----- SOURCE TEXT -----
BEGINNING OF "AUDITION TAPE"

Colbert shows a video of a mock press conference. It opens with him at a 
podium, addressing the assembled Washington press corps.

COLBERT: I have a brief statement: the press is destroying America. OK, 
let's see who we've got here today.

COLBERT (acknowledging various reporters): Stretch! (David Gregory nods)

Sir Nerdlington! (reporter nods)

Sloppy Joe! (reporter nods)

Terry Lemon Moran Pie! (Terry Moran nods)

Oh, Doubting Thomas, always a pleasure. (Helen Thomas smiles)

And Suzanne Mal -- hello!!

(Suzanne Malveaux stares at Colbert, looking unhappy. Colbert mimics 
putting a phone to his ear and mouths "call me.")

REPORTER: Will the Vice President be available soon to answer all 
questions himself?

COLBERT: I've already addressed that question. You (pointing to another 
reporter).
----- SOURCE DATA -----
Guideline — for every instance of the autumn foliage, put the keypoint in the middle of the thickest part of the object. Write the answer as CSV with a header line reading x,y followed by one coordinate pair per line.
-----
TASK INSTRUCTIONS
Continue the transcript of the mock press conference from its last line, keeping the same script format.

RESULT OF THE EXERCISE
REPORTER: Walter Cronkite, the noted CBS anchor, . . .

COLBERT (interrupting): Ah, no, he's the former CBS anchor. Katie Couric 
is the new anchor of the CBS Evening News. Well, well, how do you guys 
feel about that?

You, tousle-haired guy in the back. Are you happy about Katie Couric 
taking over the CBS Evening News?

DAN RATHER: No, sir, Mr. Colbert. Are you?
(Laughter)

COLBERT: Boom! Oh, look, we woke David Gregory up. Question?

DAVID GREGORY: Did Karl Rove commit a crime?

COLBERT: I don't know. I'll ask him.

(Colbert turns to Rove) Karl, pay attention please! (Rove is seen 
drawing a heart with "Karl + Stephen" written on it.)

GREGORY: Do you stand by your statement from the fall of 2003 when you 
were asked specifically about Karl, and Elliott Abrams, and Scooter 
Libby, and you said "I've gone to each of those gentlemen, and they have 
told me that they are not involved in this." Do you stand by that statement?

COLBERT: Nah, I was just kidding!

GREGORY: No, you're not finishing. You're not saying anything! You stood 
at that podium and said . . .

COLBERT (interrupting): Ah, that's where you're wrong. New podium! Just 
had it delivered today. Get your facts straight, David.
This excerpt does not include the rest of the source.